== DOCUMENTO FUENTE ==
########
Cortesia

Por David Martín del Campo.- La recepción pareciera la de sus majestades, los reyes de Inglaterra; pero no. La homérica soflama, al pie del avión que ha cruzado el océano, es en favor del gélido contenedor donde llegan embaladas 20 mil dosis de la vacuna Pfizer.

Así ha iniciado la batalla final, aseguran, contra el temido virus. Habría que precisar, “ya nada más nos faltan otras 61,980,000”, si es que se pretende inmunizar a la mitad –por lo menos– de los mexicanos.

Por lo visto este será el año de los auspicios. Que sí, que ya mero, espérense tantito, ya vienen las vacunas, y con ellas la redención nacional… para que volvamos a estar (por lo menos) como en diciembre de 2019.
########
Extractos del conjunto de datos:
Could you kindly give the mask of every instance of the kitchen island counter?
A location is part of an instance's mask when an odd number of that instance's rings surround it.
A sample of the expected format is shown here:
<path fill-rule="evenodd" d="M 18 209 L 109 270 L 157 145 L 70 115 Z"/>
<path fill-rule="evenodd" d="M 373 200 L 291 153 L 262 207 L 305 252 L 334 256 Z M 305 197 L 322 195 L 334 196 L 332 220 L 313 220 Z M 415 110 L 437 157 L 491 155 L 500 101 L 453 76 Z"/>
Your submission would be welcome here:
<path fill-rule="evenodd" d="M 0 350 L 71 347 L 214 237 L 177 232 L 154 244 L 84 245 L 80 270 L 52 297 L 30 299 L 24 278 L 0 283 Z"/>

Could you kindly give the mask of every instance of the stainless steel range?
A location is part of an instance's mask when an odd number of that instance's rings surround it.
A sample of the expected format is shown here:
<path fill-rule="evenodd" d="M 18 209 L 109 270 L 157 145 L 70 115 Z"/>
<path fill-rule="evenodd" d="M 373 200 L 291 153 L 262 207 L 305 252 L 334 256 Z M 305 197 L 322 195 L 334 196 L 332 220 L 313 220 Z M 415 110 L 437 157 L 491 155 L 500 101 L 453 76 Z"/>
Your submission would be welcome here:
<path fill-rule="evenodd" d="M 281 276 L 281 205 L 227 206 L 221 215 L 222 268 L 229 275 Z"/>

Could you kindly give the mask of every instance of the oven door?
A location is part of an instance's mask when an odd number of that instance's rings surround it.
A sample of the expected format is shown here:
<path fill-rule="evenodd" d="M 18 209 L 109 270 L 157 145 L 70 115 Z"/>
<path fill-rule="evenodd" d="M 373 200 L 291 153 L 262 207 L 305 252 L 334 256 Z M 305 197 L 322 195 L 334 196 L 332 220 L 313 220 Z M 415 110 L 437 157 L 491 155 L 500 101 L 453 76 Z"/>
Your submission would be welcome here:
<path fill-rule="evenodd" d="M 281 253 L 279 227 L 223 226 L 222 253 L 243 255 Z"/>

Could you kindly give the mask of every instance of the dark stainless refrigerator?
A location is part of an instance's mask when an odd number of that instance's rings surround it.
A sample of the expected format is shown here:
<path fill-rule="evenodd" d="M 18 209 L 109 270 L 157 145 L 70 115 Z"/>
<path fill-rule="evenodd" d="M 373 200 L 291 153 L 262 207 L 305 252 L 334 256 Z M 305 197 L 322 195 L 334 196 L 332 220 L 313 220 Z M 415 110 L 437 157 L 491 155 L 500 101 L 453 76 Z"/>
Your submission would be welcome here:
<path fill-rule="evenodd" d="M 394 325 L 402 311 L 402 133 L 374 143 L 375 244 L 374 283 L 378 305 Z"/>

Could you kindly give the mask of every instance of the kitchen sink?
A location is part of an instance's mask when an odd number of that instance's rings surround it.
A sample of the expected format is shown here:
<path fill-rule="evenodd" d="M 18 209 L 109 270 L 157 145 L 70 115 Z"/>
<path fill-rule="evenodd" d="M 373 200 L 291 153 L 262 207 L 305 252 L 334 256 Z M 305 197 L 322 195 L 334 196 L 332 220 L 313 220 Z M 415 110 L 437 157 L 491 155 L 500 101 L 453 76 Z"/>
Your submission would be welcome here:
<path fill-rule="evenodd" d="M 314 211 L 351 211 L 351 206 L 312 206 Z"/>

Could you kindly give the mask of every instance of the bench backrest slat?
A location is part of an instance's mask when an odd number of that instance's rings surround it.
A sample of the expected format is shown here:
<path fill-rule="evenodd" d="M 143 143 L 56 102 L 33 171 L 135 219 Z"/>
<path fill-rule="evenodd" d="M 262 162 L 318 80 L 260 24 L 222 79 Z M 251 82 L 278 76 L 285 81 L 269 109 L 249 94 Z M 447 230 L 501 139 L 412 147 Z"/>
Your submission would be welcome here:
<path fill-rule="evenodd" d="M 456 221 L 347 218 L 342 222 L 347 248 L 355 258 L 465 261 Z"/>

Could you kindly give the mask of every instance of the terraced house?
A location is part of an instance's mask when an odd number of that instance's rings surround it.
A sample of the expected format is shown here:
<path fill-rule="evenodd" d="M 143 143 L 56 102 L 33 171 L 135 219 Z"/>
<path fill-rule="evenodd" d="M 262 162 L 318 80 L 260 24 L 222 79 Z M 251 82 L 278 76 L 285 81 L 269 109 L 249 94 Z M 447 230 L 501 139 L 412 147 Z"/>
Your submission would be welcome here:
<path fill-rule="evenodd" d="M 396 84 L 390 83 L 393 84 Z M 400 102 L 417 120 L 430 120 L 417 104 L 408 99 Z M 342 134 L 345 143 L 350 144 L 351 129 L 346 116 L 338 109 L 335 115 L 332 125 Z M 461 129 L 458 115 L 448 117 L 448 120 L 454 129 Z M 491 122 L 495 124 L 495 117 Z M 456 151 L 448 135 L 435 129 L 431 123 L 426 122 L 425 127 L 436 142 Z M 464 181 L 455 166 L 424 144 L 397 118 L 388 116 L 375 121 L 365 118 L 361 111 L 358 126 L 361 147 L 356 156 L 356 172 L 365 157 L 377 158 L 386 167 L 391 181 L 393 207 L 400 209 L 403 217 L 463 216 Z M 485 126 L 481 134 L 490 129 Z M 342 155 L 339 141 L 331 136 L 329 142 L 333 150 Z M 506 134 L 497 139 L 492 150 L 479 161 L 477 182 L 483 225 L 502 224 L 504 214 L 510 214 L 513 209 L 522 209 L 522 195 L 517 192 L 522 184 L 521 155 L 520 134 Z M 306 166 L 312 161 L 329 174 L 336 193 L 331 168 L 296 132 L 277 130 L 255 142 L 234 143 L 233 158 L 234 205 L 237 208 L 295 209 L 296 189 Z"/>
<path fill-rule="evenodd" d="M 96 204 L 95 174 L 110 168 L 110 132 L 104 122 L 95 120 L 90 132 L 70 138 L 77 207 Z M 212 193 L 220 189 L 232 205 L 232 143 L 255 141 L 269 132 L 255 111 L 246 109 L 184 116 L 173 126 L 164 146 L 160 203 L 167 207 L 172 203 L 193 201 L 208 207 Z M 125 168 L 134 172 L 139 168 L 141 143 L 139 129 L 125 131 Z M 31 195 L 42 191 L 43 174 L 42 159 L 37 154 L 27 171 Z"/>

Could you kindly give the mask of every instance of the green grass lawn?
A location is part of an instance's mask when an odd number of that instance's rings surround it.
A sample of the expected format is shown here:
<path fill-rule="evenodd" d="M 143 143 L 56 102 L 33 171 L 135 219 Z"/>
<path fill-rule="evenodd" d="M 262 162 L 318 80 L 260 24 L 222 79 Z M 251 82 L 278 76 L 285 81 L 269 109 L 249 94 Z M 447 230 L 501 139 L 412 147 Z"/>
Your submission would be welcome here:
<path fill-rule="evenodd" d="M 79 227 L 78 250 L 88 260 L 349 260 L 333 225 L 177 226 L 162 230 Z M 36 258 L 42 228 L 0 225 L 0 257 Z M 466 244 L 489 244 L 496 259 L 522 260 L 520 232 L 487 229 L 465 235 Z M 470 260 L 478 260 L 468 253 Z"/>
########
== ENUNCIADO DEL EJERCICIO ==
Vuelve a escribir, sin cambio alguno, el pasaje del texto sobre la llegada de las vacunas que empieza con "Por lo visto" y sigue hasta "diciembre de 2019.". El material no hace falta para nada.

== TAREA RESUELTA ==
Por lo visto este será el año de los auspicios. Que sí, que ya mero, espérense tantito, ya vienen las vacunas, y con ellas la redención nacional… para que volvamos a estar (por lo menos) como en diciembre de 2019.